Lo tengo que confesar, aunque muchos de ellos ya lo saben: siento un profundo respeto y admiración por los chicos y chicas que militan. Aquellos que con sus convicciones como estandarte llenan su vida con pasión. Que cada vez son más, y por cierto, necesarios.
Durante estos días de duelo para gran parte de la Argentina muchos se sorprendieron por esa enorme cantidad de jóvenes que cantaron, gritaron y se emocionaron hasta las lágrimas por la muerte del ex presidente Néstor Kirchner. Algunos llegaron a preguntarse de dónde salió tanta pibada junta, que parecían ser una nueva versión del “subsuelo de la patria sublevado”. Pero estaban allí, siempre estuvieron, aunque invisibles para muchos. Y verlos fue conmovedor.
Leía la impecable crónica de Rodolfo Montes en La Capital titulada “Bomba atómica de amor militante” y pensaba en esos chicos, que son como bombas pequeñitas (Indio Solari dixit). Pelos enredados, piercings y remeras de rock. Son igual que el resto de los adolescentes de su generación, pero emergentes de una historia que decidieron abrazar y no mirar de costado.
Para los que fuimos pibes durante el menemismo, los 90 no sólo destrozaron los bolsillos de muchos argentinos sino que también minaron los sitios de participación, mientras nos hacían creer que era en vano jugarse por los sueños colectivos. Hablar de ideales y política, “una pérdida de tiempo, si son todos iguales y esto no cambia más”, era el cliché de moda, y aún hoy una verdad irrefutable para algunos.
----------
## Tarea a realizar:
Continúa el texto sobre los jóvenes que militan a partir de su última oración.
----------
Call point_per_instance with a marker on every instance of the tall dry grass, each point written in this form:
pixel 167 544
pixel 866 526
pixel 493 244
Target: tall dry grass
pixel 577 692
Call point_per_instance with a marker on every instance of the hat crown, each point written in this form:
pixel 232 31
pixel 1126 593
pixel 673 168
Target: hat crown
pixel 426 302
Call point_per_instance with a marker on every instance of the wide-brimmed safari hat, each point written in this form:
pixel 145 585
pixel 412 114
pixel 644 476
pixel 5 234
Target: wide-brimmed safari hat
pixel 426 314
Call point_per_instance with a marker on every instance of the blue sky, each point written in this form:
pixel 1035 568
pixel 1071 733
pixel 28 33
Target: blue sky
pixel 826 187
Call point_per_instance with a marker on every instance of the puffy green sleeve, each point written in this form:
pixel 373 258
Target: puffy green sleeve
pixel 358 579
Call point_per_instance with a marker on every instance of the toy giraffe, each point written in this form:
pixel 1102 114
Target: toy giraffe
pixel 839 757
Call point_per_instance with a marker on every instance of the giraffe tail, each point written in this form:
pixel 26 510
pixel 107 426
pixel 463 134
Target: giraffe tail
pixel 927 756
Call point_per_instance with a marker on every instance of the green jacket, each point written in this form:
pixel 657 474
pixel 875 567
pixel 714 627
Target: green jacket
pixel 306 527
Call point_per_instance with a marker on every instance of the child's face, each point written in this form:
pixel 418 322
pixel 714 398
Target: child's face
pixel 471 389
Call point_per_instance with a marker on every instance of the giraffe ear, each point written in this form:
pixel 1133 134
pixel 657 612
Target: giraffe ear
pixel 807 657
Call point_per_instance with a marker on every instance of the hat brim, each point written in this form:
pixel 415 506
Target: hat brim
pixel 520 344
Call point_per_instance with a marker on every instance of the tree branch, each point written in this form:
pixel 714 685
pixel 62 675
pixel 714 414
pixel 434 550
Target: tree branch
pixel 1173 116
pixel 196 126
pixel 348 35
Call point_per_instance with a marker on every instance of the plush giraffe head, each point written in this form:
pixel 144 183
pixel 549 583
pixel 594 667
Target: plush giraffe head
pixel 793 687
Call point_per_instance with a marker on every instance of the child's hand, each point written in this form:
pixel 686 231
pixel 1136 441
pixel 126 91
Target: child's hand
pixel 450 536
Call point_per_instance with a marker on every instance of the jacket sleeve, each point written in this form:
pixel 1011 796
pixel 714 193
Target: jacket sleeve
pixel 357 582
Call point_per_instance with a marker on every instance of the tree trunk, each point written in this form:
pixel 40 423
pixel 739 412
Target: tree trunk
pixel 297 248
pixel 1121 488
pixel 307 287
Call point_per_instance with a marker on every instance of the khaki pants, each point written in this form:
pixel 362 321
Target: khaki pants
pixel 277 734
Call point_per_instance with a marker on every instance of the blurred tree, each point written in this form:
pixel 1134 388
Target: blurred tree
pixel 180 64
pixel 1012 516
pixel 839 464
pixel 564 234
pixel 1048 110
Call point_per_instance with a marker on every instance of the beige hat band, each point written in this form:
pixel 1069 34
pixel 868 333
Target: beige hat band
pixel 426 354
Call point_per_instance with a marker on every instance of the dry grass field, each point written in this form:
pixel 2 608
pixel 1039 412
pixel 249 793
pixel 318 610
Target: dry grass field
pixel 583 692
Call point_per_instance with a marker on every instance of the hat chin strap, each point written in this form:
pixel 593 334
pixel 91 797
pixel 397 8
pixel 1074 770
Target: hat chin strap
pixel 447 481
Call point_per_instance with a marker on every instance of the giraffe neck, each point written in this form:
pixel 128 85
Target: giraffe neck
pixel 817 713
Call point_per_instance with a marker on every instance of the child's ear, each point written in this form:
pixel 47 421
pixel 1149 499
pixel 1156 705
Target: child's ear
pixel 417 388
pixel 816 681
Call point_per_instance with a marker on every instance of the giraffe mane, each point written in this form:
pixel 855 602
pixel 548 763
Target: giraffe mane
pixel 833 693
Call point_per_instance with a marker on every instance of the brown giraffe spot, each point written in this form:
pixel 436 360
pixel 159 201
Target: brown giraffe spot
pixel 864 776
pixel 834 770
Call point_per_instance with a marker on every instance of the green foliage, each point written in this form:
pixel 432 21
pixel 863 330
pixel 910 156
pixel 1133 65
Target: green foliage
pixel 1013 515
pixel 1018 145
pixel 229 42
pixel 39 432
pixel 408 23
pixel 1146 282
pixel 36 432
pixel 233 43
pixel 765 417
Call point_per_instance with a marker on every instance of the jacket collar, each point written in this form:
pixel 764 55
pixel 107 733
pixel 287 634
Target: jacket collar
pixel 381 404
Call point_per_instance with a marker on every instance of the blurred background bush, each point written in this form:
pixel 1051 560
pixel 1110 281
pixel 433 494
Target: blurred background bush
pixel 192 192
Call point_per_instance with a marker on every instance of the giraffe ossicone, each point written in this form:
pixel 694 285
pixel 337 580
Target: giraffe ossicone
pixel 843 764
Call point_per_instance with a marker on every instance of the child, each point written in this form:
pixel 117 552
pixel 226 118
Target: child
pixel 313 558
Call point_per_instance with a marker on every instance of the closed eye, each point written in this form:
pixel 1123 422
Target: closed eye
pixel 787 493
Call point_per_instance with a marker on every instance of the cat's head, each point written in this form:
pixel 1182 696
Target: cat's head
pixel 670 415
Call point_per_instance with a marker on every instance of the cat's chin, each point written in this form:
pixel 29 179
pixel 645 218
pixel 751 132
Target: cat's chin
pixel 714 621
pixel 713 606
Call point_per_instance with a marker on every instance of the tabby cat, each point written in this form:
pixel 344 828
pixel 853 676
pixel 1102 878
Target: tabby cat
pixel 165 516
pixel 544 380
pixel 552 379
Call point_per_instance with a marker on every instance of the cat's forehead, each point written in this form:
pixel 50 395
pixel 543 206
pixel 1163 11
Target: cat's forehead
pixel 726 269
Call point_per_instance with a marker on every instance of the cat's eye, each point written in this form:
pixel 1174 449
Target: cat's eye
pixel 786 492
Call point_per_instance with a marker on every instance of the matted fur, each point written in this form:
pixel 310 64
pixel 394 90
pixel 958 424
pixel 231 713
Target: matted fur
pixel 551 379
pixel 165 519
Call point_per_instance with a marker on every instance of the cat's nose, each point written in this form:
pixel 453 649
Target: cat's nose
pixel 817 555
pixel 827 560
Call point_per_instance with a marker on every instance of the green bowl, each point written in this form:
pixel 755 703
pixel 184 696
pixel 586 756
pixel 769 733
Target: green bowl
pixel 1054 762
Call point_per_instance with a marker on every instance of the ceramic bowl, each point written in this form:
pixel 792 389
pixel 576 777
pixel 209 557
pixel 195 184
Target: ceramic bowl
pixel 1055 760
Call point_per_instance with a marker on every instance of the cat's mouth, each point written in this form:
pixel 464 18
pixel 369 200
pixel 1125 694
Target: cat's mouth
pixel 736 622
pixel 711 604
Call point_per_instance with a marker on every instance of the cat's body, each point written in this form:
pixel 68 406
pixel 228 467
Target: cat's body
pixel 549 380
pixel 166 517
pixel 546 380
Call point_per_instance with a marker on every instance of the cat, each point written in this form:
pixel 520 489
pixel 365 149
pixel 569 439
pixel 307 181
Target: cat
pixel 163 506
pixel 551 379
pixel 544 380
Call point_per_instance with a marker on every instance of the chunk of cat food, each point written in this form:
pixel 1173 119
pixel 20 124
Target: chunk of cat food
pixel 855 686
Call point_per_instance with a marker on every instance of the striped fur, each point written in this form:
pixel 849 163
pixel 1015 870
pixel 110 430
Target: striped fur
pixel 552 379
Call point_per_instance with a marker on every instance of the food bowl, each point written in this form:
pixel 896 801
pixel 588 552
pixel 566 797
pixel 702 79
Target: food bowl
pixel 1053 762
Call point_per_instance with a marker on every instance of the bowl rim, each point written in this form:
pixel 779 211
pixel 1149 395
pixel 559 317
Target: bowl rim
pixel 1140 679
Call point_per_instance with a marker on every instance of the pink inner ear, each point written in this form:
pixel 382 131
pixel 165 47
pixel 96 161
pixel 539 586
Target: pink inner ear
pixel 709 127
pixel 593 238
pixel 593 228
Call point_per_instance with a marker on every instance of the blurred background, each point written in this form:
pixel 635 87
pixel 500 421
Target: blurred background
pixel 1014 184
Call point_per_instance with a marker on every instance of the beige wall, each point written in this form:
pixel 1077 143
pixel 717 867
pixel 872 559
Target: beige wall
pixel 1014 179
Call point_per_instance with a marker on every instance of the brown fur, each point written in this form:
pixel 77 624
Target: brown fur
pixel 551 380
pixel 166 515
----------
## Respuesta:
Eran tiempos de frivolidad y descreimiento, donde lo nuevo aún no alumbraba “el camino de las oscuras catacumbas donde fermenta el futuro”, tal como enseñó Don Arturo Jauretche.
Aunque los ideales estaban. “El que no es un idealista es un cadáver viviente”, dijo alguna vez el cura Carlos Mugica, otro joven que en determinado momento de su vida decidió echar por la borda un futuro cómodo para sumarse a la causa de los pobres que más lo necesitaban.
Pero pasó el flan de la Alianza, el trágico diciembre de 2001, las huellas de Pocho Lepratti y el asesinato de Kosteki y Santillán. Hasta que a partir de 2003 se abrió una etapa en la que muchos adolescentes y jóvenes empezaron a sentir que era posible construir nuevos canales de intervención social. Renacía así una nueva mística militante.
Los pibes recogieron las banderas de la defensa de los Derechos Humanos y la dignidad y levantaron de su letargo espacios políticos, gremiales, culturales y comunitarios, mientras llenaban de vida muchos clubes de barrio.
Los centros de estudiantes volvieron a irrumpir con su rebeldía los patios de las escuelas. Para debatir y reclamar sus reivindicaciones, pero también para organizar una innumerable cantidad de festivales solidarios.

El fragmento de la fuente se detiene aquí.